- **Exercise objective**
Copy every entry word for word, but skip the pictures.

- **The data**
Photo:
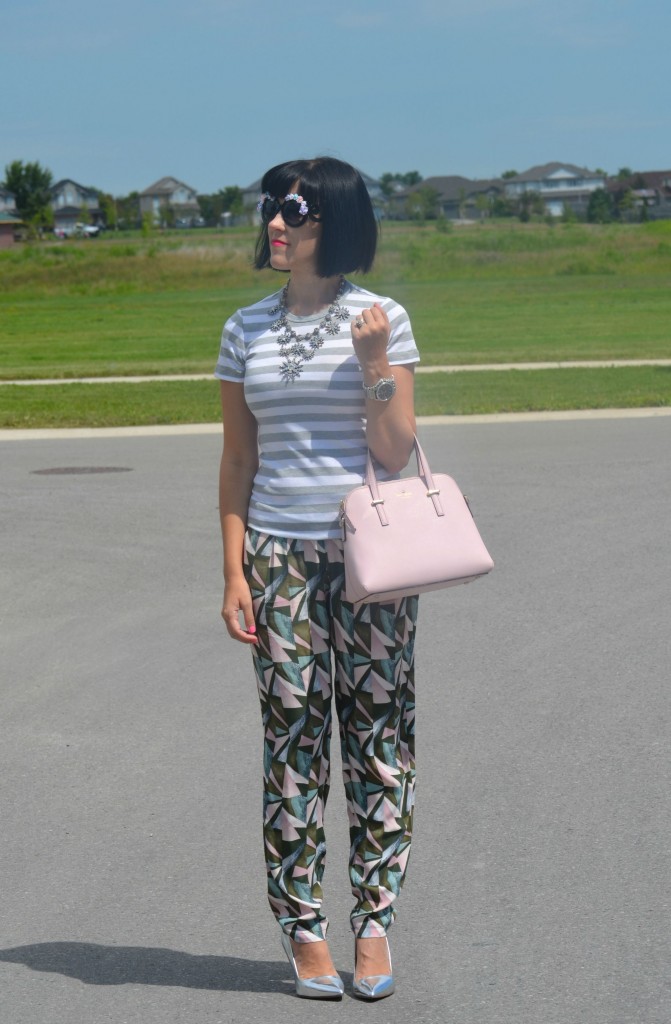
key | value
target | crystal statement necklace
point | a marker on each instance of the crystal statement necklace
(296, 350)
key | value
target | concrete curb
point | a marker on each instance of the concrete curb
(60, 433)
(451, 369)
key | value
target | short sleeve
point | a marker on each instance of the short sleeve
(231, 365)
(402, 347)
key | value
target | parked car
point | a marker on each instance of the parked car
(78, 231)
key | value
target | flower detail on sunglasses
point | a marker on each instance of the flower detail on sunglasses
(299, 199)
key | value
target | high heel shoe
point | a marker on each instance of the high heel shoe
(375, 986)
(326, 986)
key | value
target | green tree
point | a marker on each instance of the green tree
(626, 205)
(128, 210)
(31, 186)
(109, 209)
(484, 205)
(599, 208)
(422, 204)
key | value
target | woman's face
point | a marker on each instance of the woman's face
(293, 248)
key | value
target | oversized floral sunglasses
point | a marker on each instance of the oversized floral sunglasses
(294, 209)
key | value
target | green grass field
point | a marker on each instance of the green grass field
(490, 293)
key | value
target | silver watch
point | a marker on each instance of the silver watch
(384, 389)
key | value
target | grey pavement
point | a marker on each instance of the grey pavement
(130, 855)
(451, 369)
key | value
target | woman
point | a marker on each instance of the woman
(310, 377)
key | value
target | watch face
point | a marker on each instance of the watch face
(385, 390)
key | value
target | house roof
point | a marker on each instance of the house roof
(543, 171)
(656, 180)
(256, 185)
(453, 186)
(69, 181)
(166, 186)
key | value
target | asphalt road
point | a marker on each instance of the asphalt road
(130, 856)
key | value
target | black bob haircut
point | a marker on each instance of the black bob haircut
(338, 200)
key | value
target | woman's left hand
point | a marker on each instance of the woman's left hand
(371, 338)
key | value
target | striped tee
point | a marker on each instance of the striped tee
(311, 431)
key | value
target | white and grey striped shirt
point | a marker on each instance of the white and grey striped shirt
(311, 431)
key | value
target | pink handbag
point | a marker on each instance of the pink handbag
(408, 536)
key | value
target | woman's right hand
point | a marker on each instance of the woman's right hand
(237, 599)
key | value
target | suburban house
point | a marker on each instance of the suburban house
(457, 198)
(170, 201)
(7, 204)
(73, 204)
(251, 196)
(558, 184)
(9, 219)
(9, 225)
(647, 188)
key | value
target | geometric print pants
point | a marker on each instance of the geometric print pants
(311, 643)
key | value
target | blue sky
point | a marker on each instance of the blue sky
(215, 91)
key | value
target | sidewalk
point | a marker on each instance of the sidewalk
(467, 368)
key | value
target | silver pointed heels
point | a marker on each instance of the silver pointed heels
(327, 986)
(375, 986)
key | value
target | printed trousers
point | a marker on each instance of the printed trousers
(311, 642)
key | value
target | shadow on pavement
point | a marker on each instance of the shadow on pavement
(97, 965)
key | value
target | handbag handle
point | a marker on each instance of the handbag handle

- **Task output**
Photo:
key | value
target | crystal statement necklace
point | a marker on each instance of the crystal statement necklace
(296, 350)
key | value
target | concrete curb
point | a marker on each instance of the concrete curb
(60, 433)
(451, 369)
key | value
target | short sleeve
point | a marker on each instance of the short sleeve
(231, 365)
(402, 347)
key | value
target | parked car
point | a marker on each instance of the parked car
(78, 231)
key | value
target | flower detail on sunglasses
point | a marker on each instance of the flower detail on sunglasses
(299, 199)
key | value
target | high heel shoe
point | a marker on each instance of the high heel shoe
(375, 986)
(326, 986)
key | value
target | green tree
point | a marker on each instance of the green tree
(626, 205)
(128, 210)
(31, 186)
(109, 209)
(484, 205)
(599, 208)
(422, 204)
key | value
target | woman's face
point | a marker on each instance of the woman's face
(293, 248)
key | value
target | oversized floral sunglasses
point | a marker on each instance of the oversized floral sunglasses
(294, 209)
key | value
target | green grass field
point | a marker on each instance of the green grass field
(490, 293)
key | value
target | silver watch
point | a marker on each instance of the silver watch
(384, 389)
key | value
target | grey pavement
point | a marker on each instance of the grey pavement
(130, 855)
(451, 369)
key | value
target | woman
point | a marker on each instance of the woman
(310, 377)
key | value
target | watch face
point | a marker on each instance of the watch face
(385, 390)
key | value
target | house roof
point | a marker on each instance of the house roof
(543, 171)
(656, 180)
(256, 185)
(453, 186)
(69, 181)
(166, 186)
key | value
target | asphalt road
point | a marker on each instance of the asphalt road
(130, 856)
key | value
target | black bob haircut
point | a marker on each instance of the black bob haircut
(338, 200)
key | value
target | woman's left hand
point | a marker on each instance of the woman's left hand
(371, 338)
key | value
target | striped tee
point | a marker on each instance of the striped tee
(311, 431)
key | value
target | white and grey striped shirt
point | a marker on each instance of the white and grey striped shirt
(311, 431)
key | value
target | pink handbag
point | a marker on each instance of the pink handbag
(408, 536)
key | value
target | woman's right hand
point | a marker on each instance of the woman's right hand
(237, 599)
key | value
target | suburban house
point | a marker on each instance of the suburban house
(457, 198)
(170, 201)
(7, 204)
(73, 204)
(251, 196)
(558, 184)
(9, 219)
(9, 225)
(647, 188)
key | value
target | geometric print pants
point | a marker on each instance of the geometric print pants
(311, 643)
key | value
target | blue sky
point | a marker on each instance of the blue sky
(215, 91)
key | value
target | sidewalk
point | a marker on each instance of the sidewalk
(467, 368)
key | value
target | silver pointed heels
point | a marker on each instance of the silver pointed heels
(327, 986)
(375, 986)
key | value
target | printed trousers
point | a marker on each instance of the printed trousers
(311, 642)
key | value
target | shadow on pavement
point | a marker on each instance of the shadow on pavement
(97, 965)
key | value
target | handbag handle
point | a marker on each instance of the handbag handle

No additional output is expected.